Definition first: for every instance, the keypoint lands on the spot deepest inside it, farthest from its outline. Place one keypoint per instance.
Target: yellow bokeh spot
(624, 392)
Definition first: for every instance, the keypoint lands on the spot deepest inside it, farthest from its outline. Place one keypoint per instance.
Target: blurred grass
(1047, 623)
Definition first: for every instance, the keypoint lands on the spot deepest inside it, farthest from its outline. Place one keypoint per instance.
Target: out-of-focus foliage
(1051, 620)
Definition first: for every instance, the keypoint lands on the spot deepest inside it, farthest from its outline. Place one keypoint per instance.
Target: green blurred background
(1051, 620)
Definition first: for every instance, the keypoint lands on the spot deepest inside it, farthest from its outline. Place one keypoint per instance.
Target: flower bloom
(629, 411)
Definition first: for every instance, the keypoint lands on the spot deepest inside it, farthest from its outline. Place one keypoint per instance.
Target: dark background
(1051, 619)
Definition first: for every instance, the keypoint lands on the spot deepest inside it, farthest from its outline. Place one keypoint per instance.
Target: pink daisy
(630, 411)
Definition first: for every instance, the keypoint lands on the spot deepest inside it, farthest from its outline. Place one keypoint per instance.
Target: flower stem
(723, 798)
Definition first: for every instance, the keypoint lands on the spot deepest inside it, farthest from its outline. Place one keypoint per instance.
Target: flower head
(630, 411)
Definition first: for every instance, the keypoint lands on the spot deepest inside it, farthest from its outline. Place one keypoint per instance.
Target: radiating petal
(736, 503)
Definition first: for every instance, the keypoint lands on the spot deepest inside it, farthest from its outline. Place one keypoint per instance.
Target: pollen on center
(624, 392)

┄┄┄┄┄┄

▶ **What is required**:
Retype the whole of the listing. Nothing may be altered or omitted.

▶ **Exercise response**:
Definition first: for every instance, the keypoint lands on the spot deepest inside it, farthest from its outline. Place one keypoint per instance.
Target: yellow bokeh spot
(624, 392)
Definition first: for every instance, the keypoint lands on the spot deepest inside it, farthest from its outline. Place one keypoint per instance.
Target: blurred grass
(1047, 623)
Definition first: for every instance, the keypoint lands on the spot deepest inside it, farthest from its outline. Place one keypoint per instance.
Target: out-of-focus foliage
(1051, 620)
Definition first: for every instance, the keypoint lands on the spot deepest inside it, farthest from its outline. Place one keypoint per instance.
Target: green blurred background
(1051, 620)
Definition first: for every instance, the keypoint lands on the spot deepest inside it, farthest from its outline. Place one keypoint per instance.
Target: flower bloom
(629, 411)
Definition first: for every instance, the keypoint lands on the spot deepest inside it, farthest from its outline. Place one keypoint per instance.
Target: dark background
(1051, 619)
Definition first: for every instance, the keypoint lands on the spot deepest inside it, farthest from its outline. Place one keypoint per instance.
Target: pink daisy
(630, 411)
Definition first: for every instance, the keypoint lands on the spot deepest inside it, farthest from its outline. Place one keypoint per instance.
Target: flower stem
(723, 798)
Definition first: for every instance, the keypoint lands on the spot deepest inside it, farthest from its outline. Place one keypoint per instance.
Target: flower head
(630, 411)
Definition first: for every instance, the keypoint lands on the spot deepest inside it, farthest from its outline. Place one keypoint per instance.
Target: radiating petal
(736, 503)
Definition first: for every instance, the keypoint lands on the spot deepest inside it, farthest from its outline. Place one keypoint per instance.
Target: pollen on center
(624, 392)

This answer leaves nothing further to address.